* Start TEXT TO READ *

Hidden Histories: Mousehold Heath

Hidden Histories: Mousehold Heath

As the oral historian attached to the Wastes and Strays project, I have been struck by the ways in which the histories of our case studies are often invisible to the hundreds of people who walk, run and cycle across them daily. This doesn’t mean that they are forgotten, rather that there is little by way of historical infrastructure or physical remains to hint at some of the monumental events that have taken place on our common land. As the researcher on the ‘present’ strand of the project, I am most interested in the ways in which the history of the case studies can interact with the present, and most importantly, preserving the voices and memories of the people who use it now. This repository of oral history interviews will provide a new primary resource, which could inform future academic research, policy change or local interest.

In this series of blogposts I look at each of the case studies in turn, to explore this idea of invisible history, and how generations of people have understood and interacted with this land.

Mousehold Heath

Mousehold Heath has been used by the people of Norwich for over 1000 years. It has been, in recent years, the focus of a concerted effort to maintain it as a protected, open space. A series of management plans, the most recent of which covers 2019-2028, were created by the Mousehold Heath Conservators and the city council to ‘… to enhance the biodiversity of the site through the restoration of nationally declining habitats, building on the important work around increasing understanding of the heath through volunteering opportunities and educational programmes as well as ensuring the site offers a safe and welcoming environment for all its visitors.’[i] The Heath is designated as both a Local Nature Reserve and a County Wildlife Site.

As with so many of these spaces, there is a complex history of ownerships over the centuries, but its current status is defined in the management plan:

Mousehold Heath was given to Norwich City Council (then known as the local corporation) in 1880 by the church to look after on behalf of the citizens of Norwich. The City of Norwich Mousehold Heath Scheme Confirmation Act was passed by Parliament in 1884. The Mousehold Heath Conservators were constituted following the passing of the act to maintain and preserve Mousehold Heath.[ii]

For a historian, Mousehold is fascinating, as so much of its history is invisible or reduced to remains that only hint at the stories and local legends that have arisen over the centuries. Oral history can play an interesting part in rekindling and exploring these hidden histories, as local knowledge and memories interact; playing in the old chapel nestled in the woods on the heath and sledging down the man-man hills on the Town Moor.

Mousehold was supposedly the location of a violent and ritualistic murder. In 1144, twelve-year-old William of Norwich, now a saint and martyr, was killed and left in the woods.

* End TEXT TO READ *

- _JOBS_:
a. Answer these from the Mousehold Heath text, one line each:
(i) In what year did the church give the heath to Norwich City Council?
(ii) Which years does the most recent management plan cover?
(iii) How old was William of Norwich when he was killed?
b. Please write out the Mousehold Heath text from "In this series" to "with this land.", substituting "articles" for "blogposts".
The material after this point comes from a different source than the Mousehold Heath text.

* Start SUPPLIED MATERIAL *

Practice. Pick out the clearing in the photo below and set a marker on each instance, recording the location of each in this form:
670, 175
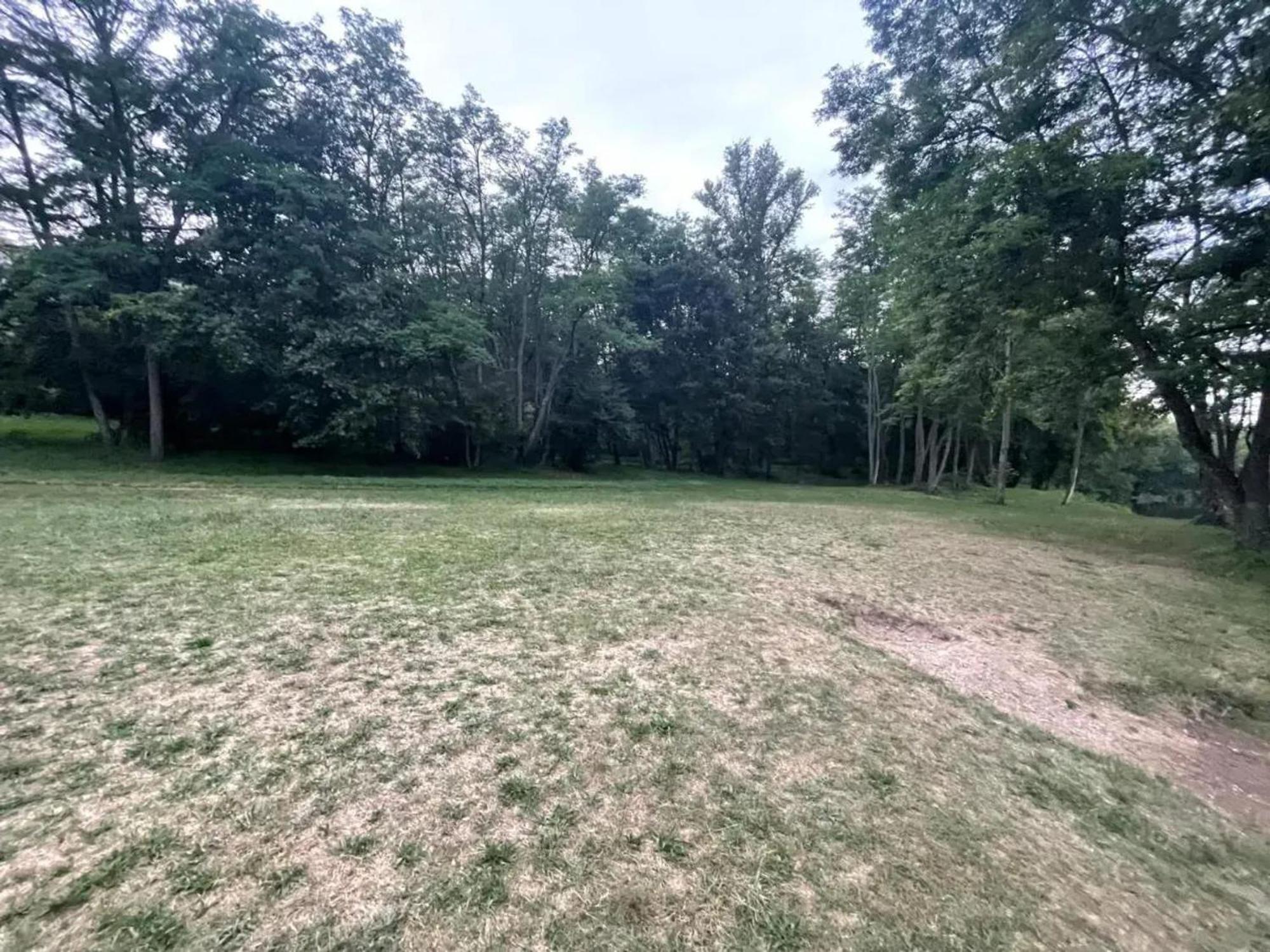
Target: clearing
252, 708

* End SUPPLIED MATERIAL *

- _SOLUTIONS IN ORDER_:
a.
(i) 1880
(ii) 2019-2028
(iii) Twelve

b.
In this series of articles I look at each of the case studies in turn, to explore this idea of invisible history, and how generations of people have understood and interacted with this land.